PROBLEMS AND TASKS —
**a)** Summarize the PROFID interview excerpt in two sentences.
**b)** According to the PROFID interview excerpt, how many CMR datasets were used in phase 2 of the analysis?

READING PASSAGE —
--------

What was particularly challenging about the re-analysis of these data?

Rob van der Geest: “The main challenge was to create a setup to automate the data analysis as much as possible, including facilities for time-efficient visual quality checks and manual contour editing whenever needed. The CMR data was previously analysed by the data providers using different software packages and extracting the contour information from the existing result files was one of the required steps. In the end we were able to automate the scar analysis for the patient cohorts in a fully automated manner using multiple methods for scar core and grey zone segmentation.”

What was the biggest challenge for you and your team? What issues did you have to face and how did you deal with them?

Niels Peek: “A key challenge was the fact that there was a very short timeframe to conduct the CMR re-evaluation and subsequent statistical analysis. Furthermore, some heterogeneity between estimated core scar and grey zone values unexpectedly persisted after the CMR re-evaluation. For the Manchester team a further challenge was to harmonise the datasets, as they came with very different shapes and sizes, and not all had CMR parameters in grams. Finally, the event rate (sudden cardiac death / ICD shocks) was a challenge for the statistical analysis because the CMR datasets are smaller than the clinical datasets that we analysed in Phase 1.”

Which new insights have you gained during the creation of the PROFID risk prediction model?

Nikolaos Dagres: “The phase 1 analysis on ICD and non-ICD datasets provided two main findings; LVEF had moderate predictive performance for the risk of SCD in patients with previous MI or ischemic cardiomyopathy with reduced LVEF <50% and the consideration of 76 further candidate predictors that are available in clinical routine did not improve the predictive performance.

The 7 CMR datasets used in phase 2 of the analysis represent the largest multi-centre collection of end-point adjudicated CMR data. Considering several recent reports on the value of CMR, the inclusion of such a large collection was decisive.

--------

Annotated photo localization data
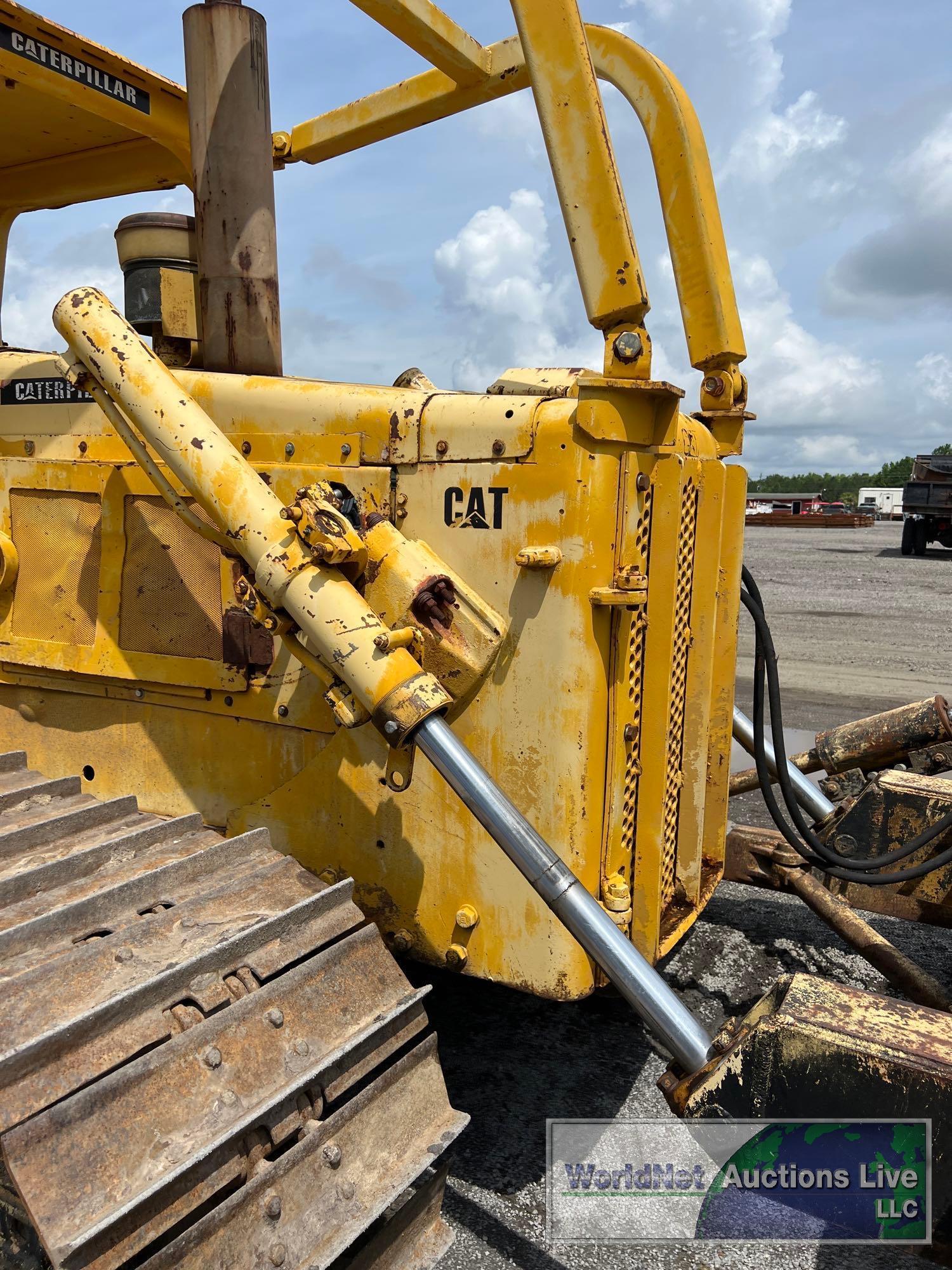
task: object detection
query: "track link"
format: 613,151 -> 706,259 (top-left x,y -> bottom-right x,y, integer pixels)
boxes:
0,752 -> 467,1270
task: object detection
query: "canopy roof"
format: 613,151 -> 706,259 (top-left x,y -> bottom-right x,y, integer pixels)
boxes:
0,0 -> 190,213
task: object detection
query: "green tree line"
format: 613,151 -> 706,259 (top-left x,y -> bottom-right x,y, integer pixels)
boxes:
748,444 -> 952,504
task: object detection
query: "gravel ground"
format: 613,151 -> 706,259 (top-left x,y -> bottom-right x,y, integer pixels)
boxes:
413,523 -> 952,1270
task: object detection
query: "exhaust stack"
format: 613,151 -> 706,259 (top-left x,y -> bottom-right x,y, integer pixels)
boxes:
182,0 -> 282,375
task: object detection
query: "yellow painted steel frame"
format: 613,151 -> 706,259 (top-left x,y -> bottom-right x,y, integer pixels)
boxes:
0,0 -> 745,999
0,352 -> 745,998
287,0 -> 746,432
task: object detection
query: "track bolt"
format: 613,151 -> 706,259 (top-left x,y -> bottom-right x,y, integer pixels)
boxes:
456,904 -> 480,931
612,330 -> 644,362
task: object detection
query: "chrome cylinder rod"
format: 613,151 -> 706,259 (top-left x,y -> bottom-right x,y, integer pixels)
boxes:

--------

OUTPUTS BY TASK —
**a)** The interview describes the challenges of re-analyzing CMR data for PROFID: automating analysis of data that providers had previously analyzed with different software packages, working within a very short timeframe, persistent heterogeneity in core scar and grey zone values, harmonizing datasets of very different shapes and sizes, and a low event rate in CMR datasets smaller than the clinical ones. It also reports that phase 1 found LVEF had moderate predictive performance for sudden cardiac death and that 76 further candidate predictors did not improve prediction, while phase 2 used 7 CMR datasets forming the largest multicenter collection of end-point adjudicated CMR data.

**b)** Seven CMR datasets were used.